**Instructions for the task**
Print every entry exactly as it appears, but skip the pictures.

**Material to process**
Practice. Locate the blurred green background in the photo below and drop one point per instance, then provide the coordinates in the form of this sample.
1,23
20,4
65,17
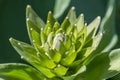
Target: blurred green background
13,23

**Response to this exercise**
Practice. Locate the blurred green background in the photo below and drop one point per instance, then provide the coordinates in the form of this sample.
1,23
20,4
65,17
Target: blurred green background
13,23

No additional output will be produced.